::: Material
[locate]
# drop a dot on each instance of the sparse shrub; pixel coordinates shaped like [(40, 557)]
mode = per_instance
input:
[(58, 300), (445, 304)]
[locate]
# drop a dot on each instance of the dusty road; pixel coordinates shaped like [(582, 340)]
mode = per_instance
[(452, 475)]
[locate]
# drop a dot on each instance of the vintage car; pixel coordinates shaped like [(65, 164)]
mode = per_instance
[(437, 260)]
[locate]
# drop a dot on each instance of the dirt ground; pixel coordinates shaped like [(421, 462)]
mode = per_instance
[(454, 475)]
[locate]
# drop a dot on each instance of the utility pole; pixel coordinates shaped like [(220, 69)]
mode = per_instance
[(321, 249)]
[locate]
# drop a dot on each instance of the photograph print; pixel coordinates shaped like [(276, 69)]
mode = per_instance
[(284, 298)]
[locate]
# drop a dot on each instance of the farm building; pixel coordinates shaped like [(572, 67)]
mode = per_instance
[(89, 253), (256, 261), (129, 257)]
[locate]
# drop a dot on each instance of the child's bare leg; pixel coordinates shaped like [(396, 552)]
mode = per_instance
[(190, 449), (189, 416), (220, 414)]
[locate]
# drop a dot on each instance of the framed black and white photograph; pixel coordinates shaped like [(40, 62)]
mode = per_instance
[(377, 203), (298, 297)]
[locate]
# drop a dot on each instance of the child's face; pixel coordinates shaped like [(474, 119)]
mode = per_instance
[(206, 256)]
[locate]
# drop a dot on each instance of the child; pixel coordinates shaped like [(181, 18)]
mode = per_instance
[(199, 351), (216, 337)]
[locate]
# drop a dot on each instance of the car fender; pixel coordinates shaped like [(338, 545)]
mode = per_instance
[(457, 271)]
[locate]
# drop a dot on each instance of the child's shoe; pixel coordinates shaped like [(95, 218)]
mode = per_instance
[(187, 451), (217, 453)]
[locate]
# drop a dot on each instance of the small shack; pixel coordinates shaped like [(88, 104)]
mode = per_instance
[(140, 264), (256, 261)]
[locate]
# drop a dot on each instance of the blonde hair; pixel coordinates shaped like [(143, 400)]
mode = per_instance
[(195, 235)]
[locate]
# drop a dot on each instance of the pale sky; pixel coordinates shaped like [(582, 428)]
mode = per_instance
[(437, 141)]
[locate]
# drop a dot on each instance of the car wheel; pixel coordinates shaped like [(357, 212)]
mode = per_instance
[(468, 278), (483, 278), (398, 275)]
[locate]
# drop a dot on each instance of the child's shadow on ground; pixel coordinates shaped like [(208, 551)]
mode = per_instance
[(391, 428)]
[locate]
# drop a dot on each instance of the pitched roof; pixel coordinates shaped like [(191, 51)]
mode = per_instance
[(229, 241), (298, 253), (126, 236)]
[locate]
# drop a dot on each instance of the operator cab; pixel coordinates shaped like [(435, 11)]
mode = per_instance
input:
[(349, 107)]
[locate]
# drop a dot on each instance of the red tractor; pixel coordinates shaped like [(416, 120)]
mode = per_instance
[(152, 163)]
::::::
→ **Stated goal**
Please copy all of the entries above word for word, from the first one through the last.

→ **Correct response**
[locate]
# drop a dot on each instance of the sparse shrub; pixel coordinates shaped like [(40, 557)]
mode = per_instance
input:
[(58, 300), (445, 304)]
[locate]
# drop a dot on each instance of the dusty road; pixel coordinates shaped like [(582, 340)]
mode = per_instance
[(452, 475)]
[locate]
# drop a dot on each instance of the vintage car; pixel coordinates shaped like [(65, 164)]
mode = per_instance
[(437, 260)]
[locate]
# drop a dot on each instance of the dirt ground; pixel coordinates shaped like [(421, 462)]
mode = per_instance
[(454, 475)]
[locate]
# drop a dot on each instance of the utility pole; pixel coordinates shaped like [(220, 69)]
mode = per_instance
[(321, 249)]
[locate]
# drop a dot on each instance of the photograph print; pixel coordinates shaped like [(276, 69)]
mode = per_instance
[(284, 298)]
[locate]
# drop a dot on each instance of the farm building; pixel coordinates shaped like [(572, 67)]
mode = per_instance
[(89, 253), (256, 261), (129, 257)]
[locate]
# drop a dot on each instance of the child's bare leg; pixel coordinates shaped like [(396, 552)]
mode = per_instance
[(190, 449), (189, 416), (220, 414)]
[locate]
# drop a dot on each instance of the framed black and white photograph; pixel coordinates shaped like [(40, 62)]
mode = per_instance
[(377, 203), (298, 297)]
[locate]
# drop a dot on each instance of the child's face; pixel coordinates shaped like [(474, 119)]
mode = per_instance
[(206, 256)]
[locate]
# drop a dot on each instance of the child; pixel coordinates shaped like [(181, 18)]
mode = per_instance
[(199, 351), (216, 337)]
[locate]
# drop a dot on each instance of the car fender; pixel coordinates shaped like [(338, 545)]
mode = per_instance
[(457, 271)]
[locate]
# drop a dot on each instance of the child's shoe; pixel coordinates shaped like [(95, 218)]
mode = per_instance
[(187, 451), (217, 453)]
[locate]
# drop a dot on each instance of the small shack; pixel coordinates shaped like [(88, 104)]
mode = per_instance
[(140, 264), (256, 261)]
[locate]
# drop a dot on each instance of the blonde hair; pixel coordinates shaped like [(143, 400)]
mode = per_instance
[(195, 235)]
[locate]
# drop a dot on each instance of the pale sky; pixel coordinates shaped like [(582, 428)]
mode = per_instance
[(437, 141)]
[locate]
# drop a dot on each instance of the car wheel; pixel coordinates shaped like [(357, 212)]
mode = per_instance
[(468, 278), (483, 278), (398, 275)]
[locate]
# drop a dot on each instance of the child's shadow on ground; pixel coordinates shaped like [(208, 551)]
mode = per_instance
[(391, 428)]
[locate]
# drop a dot on each instance of the pitched roof; pixel coordinates shaped like [(191, 51)]
mode = per_instance
[(229, 241), (298, 253), (126, 236)]
[locate]
# drop a dot on each instance of the operator cab; pixel coordinates shaped like [(435, 11)]
mode = per_instance
input:
[(349, 107)]
[locate]
# drop a dot on each instance of the red tractor; pixel coordinates shaped like [(416, 120)]
mode = per_instance
[(152, 163)]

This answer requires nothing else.